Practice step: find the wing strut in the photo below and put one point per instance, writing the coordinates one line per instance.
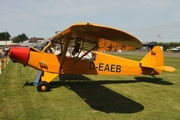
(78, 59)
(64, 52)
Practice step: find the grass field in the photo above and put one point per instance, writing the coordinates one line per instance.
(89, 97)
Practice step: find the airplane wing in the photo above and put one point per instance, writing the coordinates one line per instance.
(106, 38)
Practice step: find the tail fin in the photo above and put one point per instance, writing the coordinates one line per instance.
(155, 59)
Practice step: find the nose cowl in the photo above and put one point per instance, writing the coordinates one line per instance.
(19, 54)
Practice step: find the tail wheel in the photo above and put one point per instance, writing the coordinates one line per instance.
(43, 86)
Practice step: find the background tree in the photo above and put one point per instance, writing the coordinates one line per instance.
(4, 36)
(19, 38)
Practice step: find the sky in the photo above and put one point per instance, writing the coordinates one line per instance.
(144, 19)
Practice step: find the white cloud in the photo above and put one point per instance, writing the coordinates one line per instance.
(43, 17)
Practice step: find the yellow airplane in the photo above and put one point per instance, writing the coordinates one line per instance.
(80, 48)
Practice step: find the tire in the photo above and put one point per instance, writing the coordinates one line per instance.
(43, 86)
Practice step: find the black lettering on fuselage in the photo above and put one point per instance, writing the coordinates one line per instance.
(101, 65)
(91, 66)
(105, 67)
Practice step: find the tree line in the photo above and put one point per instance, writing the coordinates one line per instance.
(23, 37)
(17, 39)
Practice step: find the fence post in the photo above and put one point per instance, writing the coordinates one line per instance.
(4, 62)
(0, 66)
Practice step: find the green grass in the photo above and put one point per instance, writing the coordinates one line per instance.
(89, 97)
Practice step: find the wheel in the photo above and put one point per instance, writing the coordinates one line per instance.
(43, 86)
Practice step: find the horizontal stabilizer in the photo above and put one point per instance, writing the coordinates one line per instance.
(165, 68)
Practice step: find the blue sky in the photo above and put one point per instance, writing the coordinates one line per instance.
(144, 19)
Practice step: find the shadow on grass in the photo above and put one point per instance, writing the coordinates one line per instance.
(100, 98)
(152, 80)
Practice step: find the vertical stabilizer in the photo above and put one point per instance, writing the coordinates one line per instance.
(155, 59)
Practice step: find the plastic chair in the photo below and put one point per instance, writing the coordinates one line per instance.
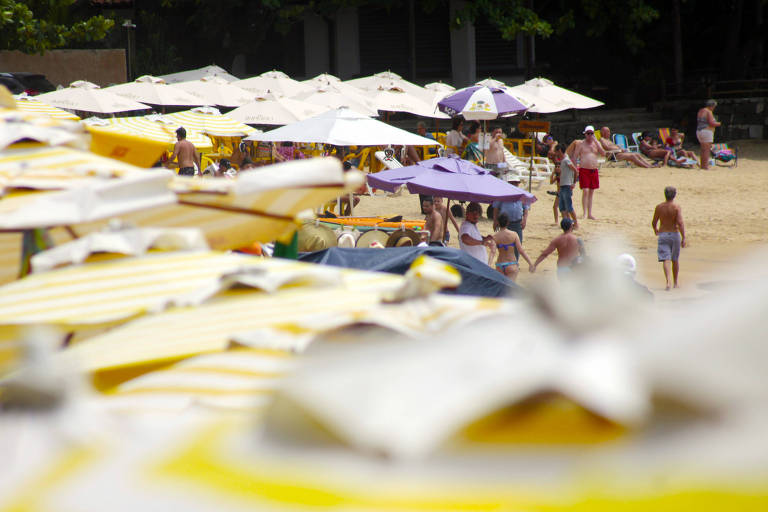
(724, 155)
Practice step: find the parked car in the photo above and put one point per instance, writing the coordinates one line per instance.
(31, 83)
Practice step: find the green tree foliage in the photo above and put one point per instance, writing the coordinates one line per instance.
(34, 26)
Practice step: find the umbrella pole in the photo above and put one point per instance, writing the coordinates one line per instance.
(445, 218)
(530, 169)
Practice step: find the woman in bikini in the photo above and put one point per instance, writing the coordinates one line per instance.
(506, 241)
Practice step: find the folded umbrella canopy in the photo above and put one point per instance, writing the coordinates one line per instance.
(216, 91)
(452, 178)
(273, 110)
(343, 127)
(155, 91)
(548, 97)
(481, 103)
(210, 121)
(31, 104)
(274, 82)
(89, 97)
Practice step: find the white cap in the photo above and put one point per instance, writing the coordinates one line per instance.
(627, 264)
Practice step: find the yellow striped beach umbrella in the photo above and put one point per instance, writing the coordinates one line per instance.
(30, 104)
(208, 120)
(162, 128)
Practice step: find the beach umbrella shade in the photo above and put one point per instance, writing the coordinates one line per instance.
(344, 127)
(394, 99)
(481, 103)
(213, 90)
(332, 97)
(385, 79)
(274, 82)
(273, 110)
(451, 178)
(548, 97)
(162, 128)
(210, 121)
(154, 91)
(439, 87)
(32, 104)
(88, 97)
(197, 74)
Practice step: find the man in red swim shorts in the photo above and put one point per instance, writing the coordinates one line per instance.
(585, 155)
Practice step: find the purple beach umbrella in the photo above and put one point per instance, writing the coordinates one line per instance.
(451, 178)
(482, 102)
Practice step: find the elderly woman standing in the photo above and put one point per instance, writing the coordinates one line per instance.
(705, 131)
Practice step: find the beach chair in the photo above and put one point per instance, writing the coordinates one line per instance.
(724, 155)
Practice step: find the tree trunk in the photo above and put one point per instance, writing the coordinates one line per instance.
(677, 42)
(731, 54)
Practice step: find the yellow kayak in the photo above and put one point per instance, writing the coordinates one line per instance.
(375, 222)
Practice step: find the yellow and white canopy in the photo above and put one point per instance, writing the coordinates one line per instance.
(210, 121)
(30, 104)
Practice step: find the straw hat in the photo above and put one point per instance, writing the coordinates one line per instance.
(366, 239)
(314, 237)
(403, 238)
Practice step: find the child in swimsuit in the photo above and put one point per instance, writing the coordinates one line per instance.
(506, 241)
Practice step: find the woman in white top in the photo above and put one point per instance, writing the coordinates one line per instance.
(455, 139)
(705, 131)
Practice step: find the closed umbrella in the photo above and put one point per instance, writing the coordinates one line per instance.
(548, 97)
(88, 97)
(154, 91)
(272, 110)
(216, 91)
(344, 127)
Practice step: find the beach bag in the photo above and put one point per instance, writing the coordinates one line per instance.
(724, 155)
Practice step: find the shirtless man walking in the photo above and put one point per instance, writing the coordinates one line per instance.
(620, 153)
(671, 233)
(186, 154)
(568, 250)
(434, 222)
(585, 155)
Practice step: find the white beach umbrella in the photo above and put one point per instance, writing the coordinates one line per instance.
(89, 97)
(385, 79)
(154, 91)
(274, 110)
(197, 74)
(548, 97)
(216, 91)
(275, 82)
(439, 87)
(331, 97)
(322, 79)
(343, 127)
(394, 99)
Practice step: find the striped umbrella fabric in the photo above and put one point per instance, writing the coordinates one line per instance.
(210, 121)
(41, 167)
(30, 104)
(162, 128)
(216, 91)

THE TASK - Only the lines from the one containing "Practice step: find the closed" to the end of the listing belong in the output, each reproduced exactly.

EXERCISE OUTPUT -
Practice step: find the closed umbrella in the photo above and put one point per instance, writing the coordinates one line per instance.
(548, 97)
(88, 97)
(154, 91)
(272, 110)
(216, 91)
(344, 127)
Practice step: find the beach bag in the photo above and put one point per instance, writing the coordinates one line per instance.
(724, 155)
Practice step: find the shirtless man walking in the photo above and put one point per instance, writing the coordinates one line per instance.
(620, 153)
(671, 233)
(186, 154)
(568, 250)
(434, 222)
(585, 155)
Practice step: find the white beach umbrella in the photo above and put one point per instance, writing the coordinates one line per instance.
(89, 97)
(385, 79)
(154, 91)
(274, 110)
(197, 74)
(548, 97)
(216, 91)
(275, 82)
(439, 87)
(331, 97)
(322, 79)
(343, 127)
(394, 99)
Practice step: find the striped umbrella fabric in the photo above and put one point per instance, writing the coordinates one line per instance.
(210, 121)
(41, 167)
(30, 104)
(162, 128)
(216, 91)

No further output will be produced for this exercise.